5. Il secondo motivo, riflettente l’applicabilità dell’art. 18, comma primo, del d.l. n. 67 del 1998 e dell’art. 1720, secondo comma, cod. civ., è anch’esso inammissibile, in quanto, postulando che il rapporto di prestazione d’opera professionale si fosse instaurato tra l’Avv. COGNOME ed il Comune, muove da una ricostruzione dei fatti non solo incompatibile con le predette disposizioni, le quali presuppongono che le spese di cui viene chiesto il rimborso siano state sostenute in adempimento di un debito proprio, ancorché contratto per fatti connessi all’espletamento del servizio o all’assolvimento di obblighi istituzio-
nali, ma anche diversa da quella, non validamente censurata, risultante dalla sentenza impugnata, la quale, nel ricondurre la domanda alternativamente all’art. 18 o all’art. 1720 cit., anziché all’art. 2036 cod. civ., ha ritenuto che l’oggetto della pretesa azionata fosse costituito dal rimborso del compenso pagato al professionista per l’espletamento di un incarico difensivo conferitogli dal ricorrente, e non già dalla ripetizione di un importo corrisposto da quest’ultimo in qualità di terzo, nell’adempimento di un debito del Comune.
6. Resta conseguentemente assorbito il terzo motivo, concernente l’intangibilità, nel giudizio civile avente ad oggetto il rimborso delle spese legali sostenute dall’amministratore dell’ente locale, del giudicato penale di condanna formatosi in ordine ai fatti connessi all’espletamento del servizio o all’assolvimento di obblighi istituzionali.

= = = = = = =

◆ ESERCIZIO BREVE 1: Indica il numero delle righe che contengono la stringa "Quickstart", senza aggiungere altro.
L'estratto e le righe non hanno alcun legame tra loro.

= = = = = = =

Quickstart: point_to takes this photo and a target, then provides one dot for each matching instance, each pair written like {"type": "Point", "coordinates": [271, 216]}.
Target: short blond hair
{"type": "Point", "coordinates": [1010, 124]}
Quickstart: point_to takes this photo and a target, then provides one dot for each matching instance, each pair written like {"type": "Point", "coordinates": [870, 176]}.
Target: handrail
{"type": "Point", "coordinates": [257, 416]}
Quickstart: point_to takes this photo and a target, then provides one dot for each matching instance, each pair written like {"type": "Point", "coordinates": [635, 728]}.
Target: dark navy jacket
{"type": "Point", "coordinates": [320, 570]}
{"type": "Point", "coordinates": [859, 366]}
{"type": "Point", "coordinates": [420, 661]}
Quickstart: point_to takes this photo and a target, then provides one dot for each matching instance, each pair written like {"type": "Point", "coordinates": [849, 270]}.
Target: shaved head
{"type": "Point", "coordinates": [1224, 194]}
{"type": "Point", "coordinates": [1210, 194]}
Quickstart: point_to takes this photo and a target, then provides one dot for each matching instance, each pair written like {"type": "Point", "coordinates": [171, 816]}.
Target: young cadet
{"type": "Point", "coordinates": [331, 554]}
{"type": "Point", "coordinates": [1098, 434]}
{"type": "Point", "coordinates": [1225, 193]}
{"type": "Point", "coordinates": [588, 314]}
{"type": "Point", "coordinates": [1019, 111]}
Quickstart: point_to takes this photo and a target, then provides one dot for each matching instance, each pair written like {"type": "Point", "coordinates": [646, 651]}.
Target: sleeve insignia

= = = = = = =

◆ ESERCIZIO BREVE 2: Elenca tutti gli articoli di legge citati nell'estratto sul rimborso delle spese legali, ciascuno accompagnato dalla fonte normativa indicata.

◆ RISPOSTA CORRETTA 1: 6

◆ RISPOSTA CORRETTA 2:
- art. 18 del d.l. n. 67 del 1998
- art. 1720 cod. civ.
- art. 2036 cod. civ.